*** The input ***

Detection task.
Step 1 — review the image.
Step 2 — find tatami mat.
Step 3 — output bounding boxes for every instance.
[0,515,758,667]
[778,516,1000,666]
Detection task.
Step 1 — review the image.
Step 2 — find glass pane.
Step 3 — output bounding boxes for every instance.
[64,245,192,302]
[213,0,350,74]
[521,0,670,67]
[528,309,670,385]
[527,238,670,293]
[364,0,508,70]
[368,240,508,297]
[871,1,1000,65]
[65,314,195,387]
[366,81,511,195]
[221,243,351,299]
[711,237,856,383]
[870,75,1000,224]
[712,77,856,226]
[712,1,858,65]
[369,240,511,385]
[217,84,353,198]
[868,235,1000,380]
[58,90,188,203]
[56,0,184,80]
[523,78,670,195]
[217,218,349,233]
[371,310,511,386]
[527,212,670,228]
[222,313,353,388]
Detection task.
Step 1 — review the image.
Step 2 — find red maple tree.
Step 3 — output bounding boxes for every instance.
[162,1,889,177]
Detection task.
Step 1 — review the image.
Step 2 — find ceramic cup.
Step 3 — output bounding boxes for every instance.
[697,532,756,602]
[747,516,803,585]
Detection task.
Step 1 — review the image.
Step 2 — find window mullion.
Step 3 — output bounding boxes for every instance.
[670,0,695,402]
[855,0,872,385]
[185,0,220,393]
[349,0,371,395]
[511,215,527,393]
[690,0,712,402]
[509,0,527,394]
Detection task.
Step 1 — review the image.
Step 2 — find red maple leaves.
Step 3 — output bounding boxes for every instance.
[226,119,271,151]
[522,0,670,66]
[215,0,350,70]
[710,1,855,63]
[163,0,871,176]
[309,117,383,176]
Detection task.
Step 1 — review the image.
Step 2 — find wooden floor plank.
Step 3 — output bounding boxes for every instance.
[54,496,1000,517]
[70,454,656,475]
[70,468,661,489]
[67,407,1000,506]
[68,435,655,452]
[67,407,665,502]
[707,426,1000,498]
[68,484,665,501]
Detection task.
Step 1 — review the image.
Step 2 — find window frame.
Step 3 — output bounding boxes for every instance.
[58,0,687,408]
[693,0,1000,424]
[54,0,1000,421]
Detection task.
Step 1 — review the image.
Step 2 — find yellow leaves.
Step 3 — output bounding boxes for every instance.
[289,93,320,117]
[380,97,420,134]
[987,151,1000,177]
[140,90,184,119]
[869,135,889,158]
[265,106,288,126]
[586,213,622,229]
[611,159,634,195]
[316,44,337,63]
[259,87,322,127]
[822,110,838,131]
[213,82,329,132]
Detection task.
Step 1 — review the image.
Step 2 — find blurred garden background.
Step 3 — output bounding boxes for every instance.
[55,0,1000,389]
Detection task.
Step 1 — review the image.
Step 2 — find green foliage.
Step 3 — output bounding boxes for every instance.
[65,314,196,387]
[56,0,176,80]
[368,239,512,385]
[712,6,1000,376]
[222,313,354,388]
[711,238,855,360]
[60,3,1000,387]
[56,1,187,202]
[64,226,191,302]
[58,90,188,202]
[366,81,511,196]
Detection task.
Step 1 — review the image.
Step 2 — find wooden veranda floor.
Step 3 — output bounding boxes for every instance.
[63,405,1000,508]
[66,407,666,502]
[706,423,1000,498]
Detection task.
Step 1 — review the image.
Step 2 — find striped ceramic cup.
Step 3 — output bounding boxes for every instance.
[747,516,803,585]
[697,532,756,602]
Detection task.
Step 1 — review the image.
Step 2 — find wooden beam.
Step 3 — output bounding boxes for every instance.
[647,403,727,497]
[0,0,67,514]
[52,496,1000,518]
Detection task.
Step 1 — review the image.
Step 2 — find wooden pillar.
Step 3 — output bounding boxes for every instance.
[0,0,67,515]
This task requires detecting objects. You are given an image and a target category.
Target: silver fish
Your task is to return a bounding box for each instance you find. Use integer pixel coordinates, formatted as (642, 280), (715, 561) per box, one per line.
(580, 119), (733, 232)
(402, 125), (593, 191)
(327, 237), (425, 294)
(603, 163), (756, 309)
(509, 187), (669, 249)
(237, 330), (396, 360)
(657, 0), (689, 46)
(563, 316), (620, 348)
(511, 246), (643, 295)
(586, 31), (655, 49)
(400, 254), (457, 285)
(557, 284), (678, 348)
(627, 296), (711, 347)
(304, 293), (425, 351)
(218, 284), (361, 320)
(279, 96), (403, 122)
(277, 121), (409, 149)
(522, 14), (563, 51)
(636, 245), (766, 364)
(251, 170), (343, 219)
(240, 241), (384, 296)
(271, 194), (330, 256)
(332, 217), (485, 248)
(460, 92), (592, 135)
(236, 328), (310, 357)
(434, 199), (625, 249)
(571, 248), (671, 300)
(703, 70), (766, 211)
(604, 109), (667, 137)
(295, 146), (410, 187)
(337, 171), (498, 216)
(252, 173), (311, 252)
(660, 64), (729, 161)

*** End of The input ***

Task requirements: Write down exactly every line of the material above up to and including the line containing "Step 2 — find glass pane.".

Result:
Detection task.
Step 1 — review the image.
Step 2 — find tatami mat.
Step 3 — output bounding boxes for every instance.
[0,515,758,667]
[778,516,1000,666]
Detection task.
Step 1 — review the image.
Step 2 — find glass pane.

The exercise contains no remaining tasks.